#### Your instructions
Could you return each line from the one bearing "Annotate every instance of the seed" through the last line of the entries, exactly as it stands, with no pictures?

Stored entries:

>> BEGIN

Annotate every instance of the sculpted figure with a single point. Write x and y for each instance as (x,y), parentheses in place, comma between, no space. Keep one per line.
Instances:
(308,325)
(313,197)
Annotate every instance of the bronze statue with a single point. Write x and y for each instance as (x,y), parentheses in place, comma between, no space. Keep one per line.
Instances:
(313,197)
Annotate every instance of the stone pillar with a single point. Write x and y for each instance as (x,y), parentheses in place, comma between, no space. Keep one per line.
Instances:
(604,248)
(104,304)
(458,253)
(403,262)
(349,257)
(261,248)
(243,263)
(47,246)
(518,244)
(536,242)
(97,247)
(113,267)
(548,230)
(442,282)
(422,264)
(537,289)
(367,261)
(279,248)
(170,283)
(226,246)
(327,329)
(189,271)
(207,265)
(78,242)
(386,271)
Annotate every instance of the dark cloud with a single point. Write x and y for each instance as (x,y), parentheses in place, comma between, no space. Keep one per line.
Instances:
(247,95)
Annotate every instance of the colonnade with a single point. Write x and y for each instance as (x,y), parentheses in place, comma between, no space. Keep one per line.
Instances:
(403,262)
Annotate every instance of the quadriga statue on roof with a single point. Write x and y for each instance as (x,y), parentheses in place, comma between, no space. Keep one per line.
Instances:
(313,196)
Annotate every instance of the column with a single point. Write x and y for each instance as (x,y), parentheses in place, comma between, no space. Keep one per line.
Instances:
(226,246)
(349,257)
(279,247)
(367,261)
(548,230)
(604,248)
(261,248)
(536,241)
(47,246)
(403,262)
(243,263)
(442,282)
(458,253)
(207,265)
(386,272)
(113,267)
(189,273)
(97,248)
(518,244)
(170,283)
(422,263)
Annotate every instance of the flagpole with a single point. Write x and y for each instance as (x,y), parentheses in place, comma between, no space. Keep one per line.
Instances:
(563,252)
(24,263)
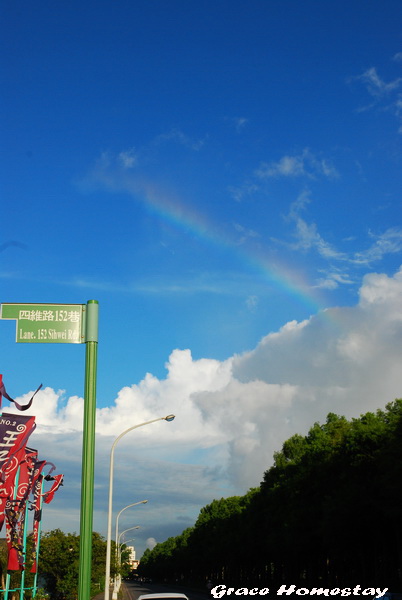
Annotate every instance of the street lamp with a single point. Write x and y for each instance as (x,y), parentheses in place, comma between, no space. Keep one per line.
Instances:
(122,510)
(109,519)
(117,580)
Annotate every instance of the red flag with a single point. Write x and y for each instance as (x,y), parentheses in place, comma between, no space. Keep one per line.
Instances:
(15,510)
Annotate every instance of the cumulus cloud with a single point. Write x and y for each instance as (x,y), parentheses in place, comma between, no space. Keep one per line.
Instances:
(231,416)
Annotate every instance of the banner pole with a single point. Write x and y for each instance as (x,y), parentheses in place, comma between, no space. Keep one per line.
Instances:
(88,451)
(35,583)
(24,550)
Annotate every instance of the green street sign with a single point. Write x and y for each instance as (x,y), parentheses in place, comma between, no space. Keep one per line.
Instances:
(47,323)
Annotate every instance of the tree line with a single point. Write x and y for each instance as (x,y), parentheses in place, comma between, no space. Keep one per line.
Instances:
(59,564)
(328,512)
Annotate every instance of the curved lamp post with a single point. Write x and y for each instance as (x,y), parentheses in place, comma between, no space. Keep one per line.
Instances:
(109,520)
(117,581)
(122,510)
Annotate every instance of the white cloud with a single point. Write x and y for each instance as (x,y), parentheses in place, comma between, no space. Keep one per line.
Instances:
(128,158)
(377,86)
(305,164)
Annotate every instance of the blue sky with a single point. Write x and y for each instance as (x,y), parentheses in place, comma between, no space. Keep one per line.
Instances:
(225,179)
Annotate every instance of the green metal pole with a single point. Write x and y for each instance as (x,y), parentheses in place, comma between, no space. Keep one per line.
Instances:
(88,451)
(35,586)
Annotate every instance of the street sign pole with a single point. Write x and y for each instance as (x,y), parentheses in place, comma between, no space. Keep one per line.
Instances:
(88,451)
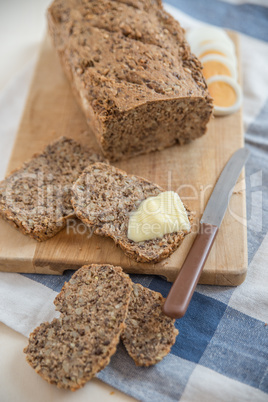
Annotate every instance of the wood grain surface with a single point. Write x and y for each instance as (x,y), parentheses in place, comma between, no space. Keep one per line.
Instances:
(192,170)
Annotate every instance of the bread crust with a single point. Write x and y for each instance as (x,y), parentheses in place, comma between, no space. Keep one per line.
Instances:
(132,72)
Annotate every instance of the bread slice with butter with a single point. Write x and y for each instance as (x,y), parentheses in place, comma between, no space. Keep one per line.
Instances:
(104,197)
(149,334)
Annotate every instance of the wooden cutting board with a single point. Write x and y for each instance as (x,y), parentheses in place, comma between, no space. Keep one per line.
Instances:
(191,170)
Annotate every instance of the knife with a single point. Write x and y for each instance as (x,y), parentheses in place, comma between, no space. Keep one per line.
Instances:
(183,288)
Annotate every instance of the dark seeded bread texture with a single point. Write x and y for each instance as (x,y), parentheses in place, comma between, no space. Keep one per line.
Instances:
(70,350)
(149,334)
(132,71)
(103,197)
(36,197)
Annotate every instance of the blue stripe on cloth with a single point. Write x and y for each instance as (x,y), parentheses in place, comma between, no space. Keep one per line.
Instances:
(256,181)
(249,19)
(164,382)
(239,349)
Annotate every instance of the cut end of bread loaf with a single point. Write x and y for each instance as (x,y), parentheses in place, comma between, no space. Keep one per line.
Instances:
(36,197)
(104,197)
(132,71)
(149,334)
(70,350)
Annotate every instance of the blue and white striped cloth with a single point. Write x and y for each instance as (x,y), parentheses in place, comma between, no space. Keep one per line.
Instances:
(221,353)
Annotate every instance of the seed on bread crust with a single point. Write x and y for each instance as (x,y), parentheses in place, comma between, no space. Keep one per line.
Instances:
(70,350)
(36,197)
(103,198)
(149,334)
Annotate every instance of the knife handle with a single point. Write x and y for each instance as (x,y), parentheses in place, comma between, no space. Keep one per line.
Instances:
(183,288)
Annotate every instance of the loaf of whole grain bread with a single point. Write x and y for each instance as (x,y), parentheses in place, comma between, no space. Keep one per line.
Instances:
(36,197)
(132,72)
(104,197)
(71,349)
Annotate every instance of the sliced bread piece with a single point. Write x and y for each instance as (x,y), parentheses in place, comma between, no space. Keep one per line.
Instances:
(36,197)
(103,198)
(149,334)
(70,350)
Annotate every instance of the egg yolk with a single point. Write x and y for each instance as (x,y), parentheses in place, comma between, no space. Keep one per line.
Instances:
(215,68)
(222,93)
(211,52)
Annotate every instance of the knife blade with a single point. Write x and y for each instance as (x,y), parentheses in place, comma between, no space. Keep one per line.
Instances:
(183,288)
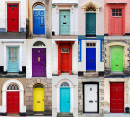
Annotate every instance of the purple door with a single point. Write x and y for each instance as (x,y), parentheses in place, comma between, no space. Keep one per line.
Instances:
(38,62)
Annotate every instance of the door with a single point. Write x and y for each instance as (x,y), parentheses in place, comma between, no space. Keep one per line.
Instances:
(116,22)
(12,102)
(117,97)
(65,99)
(64,22)
(38,62)
(90,97)
(64,60)
(117,58)
(13,59)
(38,98)
(90,59)
(12,17)
(90,24)
(39,20)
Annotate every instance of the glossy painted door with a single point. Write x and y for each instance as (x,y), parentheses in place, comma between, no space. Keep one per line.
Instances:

>> END

#### Task output
Annotate every instance of the seed on bread crust with a single point. Write x and y for each instance as (x,y), parentheses in place, comma between, no space. Keep one per line.
Instances:
(70,350)
(36,197)
(103,198)
(149,334)
Annotate every instance of the knife handle with a single point. Write x and y for each instance as (x,y), parentheses in place, comma between, no space. Keep one per line.
Instances:
(183,288)
Annotate every instance of the loaf of whole grain bread with a single point. Write x and y for each instance as (x,y), parentheses in place, comma between, no space. Keep one per line.
Instances:
(36,197)
(132,72)
(104,197)
(71,349)
Annotate every instance of the sliced bread piece with a single point. Write x and y for each instance as (x,y), parentheses in place, comma between, no space. Keep one per line.
Instances:
(36,197)
(103,198)
(149,334)
(70,350)
Annotate every instance of the egg yolk with a single point. Write x and y for each instance as (x,y), parentheses in place, comma between, no space. Keep one per line.
Instances:
(215,68)
(222,93)
(211,52)
Annotate every instance of the knife blade with a single point. Write x and y for each instance as (x,y), parentheses in place, comma between, no space. Keep one per line.
Instances:
(183,288)
Annotate every instance of the purple door with a single point. Write x and y for each instance as (x,y), parentheses in place, comma between, no space. Keep one per line.
Instances:
(38,62)
Annotate every instance of the door with a single point. Write x and y for each instance as (x,y), parentheses in place, comma between, no space. Keep one per line.
Instances:
(116,22)
(12,102)
(117,97)
(65,99)
(64,22)
(38,62)
(90,97)
(64,60)
(117,58)
(13,59)
(38,98)
(90,59)
(12,17)
(90,24)
(39,20)
Annotate every instance of the glossy painted door with a single point. Write x and y for each instance as (x,y), parentheses in place, comma between, no space. Keep one per line.
Instances:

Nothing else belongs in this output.